■ **WORK TO COMPLETE**
In the article on Venture Capital Trusts, what rate of income tax relief applied in the only year when VCTs raised more than they did in 2018-19?

■ **STUDY TEXT**

######

Economics » Investment » VCTs are having a bumper year despite economic uncertainty

What do Venture Capital Trusts (VCTs), gorillas and basketballs have in common? Until recently I wouldn’t have been able to tell you either. But if you go onto YouTube and search The Invisible Gorilla Experiment, you’ll find the answer.

Over 45 seconds or so, the video asks you to count the number of times a group of people pass a basketball. How many do you count? Around 14 or 15? You’re then asked how many gorillas you saw. Well, none. Watch again without counting the passes and you’ll notice a huge gorilla walks through the group, beating their chest at the camera.

The video was a psychology experiment from the 1990s. It showed that when people are concentrating on something intently, they can easily miss the other things which are going on around them, even if it seems clear the second time around.

What does this have to do with VCTs? Well, in the tax year just passed VCTs raised £731 million. This was the second-highest amount raised by VCTs ever.

VCTs are collective investment funds which provide finance to some of the UK’s most dynamic small businesses. In exchange for the higher risk of backing small, young companies, investors in VCTs are offered tax benefits.

Investors can receive 30% income tax relief on up to £200,000 of new VCT shares providing the shares are held for five years. They will also receive tax-free capital growth and dividends whatever the holding period. Whilst VCT-backed companies start small, they can grow into household names. Zoopla and Secret Escapes received VCT funding.

The £731 million VCTs raised in 2018-19 is actually the highest amount ever raised whilst the level of tax relief has been at 30%. The only time VCTs raised more was when tax relief was at 40% in 2005-06.

So what does this tell us about gorillas and basketballs? Well, whilst the forecast for the UK has arguably been a gloomy one, with Brexit rumbling on, projections of slowing economic growth and UK equities deeply unloved, VCTs have continued to go about their work, backing some of the UK’s most exciting small companies and offering valuable tax-efficient investments for savers.

Brexit challenge

But how is Brexit affecting VCTs and the UK’s small, young companies? Interestingly it’s not trade that seems to be the main challenge. At a recent VCT event at the AIC, John Glencross, manager of Calculus VCT says “as I look at our portfolio, however, by and large exporting to the rest of the EU is not an important market. It has always been difficult for small businesses to sell to other European countries. Even pre-Brexit, the US, Asia and Middle East are more important markets.”

######

Stored dataset records:
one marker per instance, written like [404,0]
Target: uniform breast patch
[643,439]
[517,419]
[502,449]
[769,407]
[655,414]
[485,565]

######

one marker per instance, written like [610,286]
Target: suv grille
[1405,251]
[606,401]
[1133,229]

######

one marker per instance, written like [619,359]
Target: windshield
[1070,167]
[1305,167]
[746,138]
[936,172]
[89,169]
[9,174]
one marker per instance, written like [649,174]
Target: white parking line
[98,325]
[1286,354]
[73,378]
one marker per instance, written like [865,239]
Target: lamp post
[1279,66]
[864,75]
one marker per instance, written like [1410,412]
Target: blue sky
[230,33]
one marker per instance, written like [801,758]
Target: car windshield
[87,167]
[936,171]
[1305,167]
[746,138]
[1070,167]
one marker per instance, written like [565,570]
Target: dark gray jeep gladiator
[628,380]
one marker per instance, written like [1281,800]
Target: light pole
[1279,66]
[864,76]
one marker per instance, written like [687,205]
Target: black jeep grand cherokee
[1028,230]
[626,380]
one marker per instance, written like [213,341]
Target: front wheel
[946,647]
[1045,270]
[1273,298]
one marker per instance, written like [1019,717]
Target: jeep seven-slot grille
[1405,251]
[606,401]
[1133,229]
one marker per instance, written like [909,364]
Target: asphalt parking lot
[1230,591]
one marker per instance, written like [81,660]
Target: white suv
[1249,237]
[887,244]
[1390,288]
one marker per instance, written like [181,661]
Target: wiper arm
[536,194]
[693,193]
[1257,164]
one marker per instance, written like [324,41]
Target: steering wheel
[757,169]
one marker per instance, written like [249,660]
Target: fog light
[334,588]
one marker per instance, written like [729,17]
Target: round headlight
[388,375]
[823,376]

######

■ **RESULT**
40%, in 2005-06.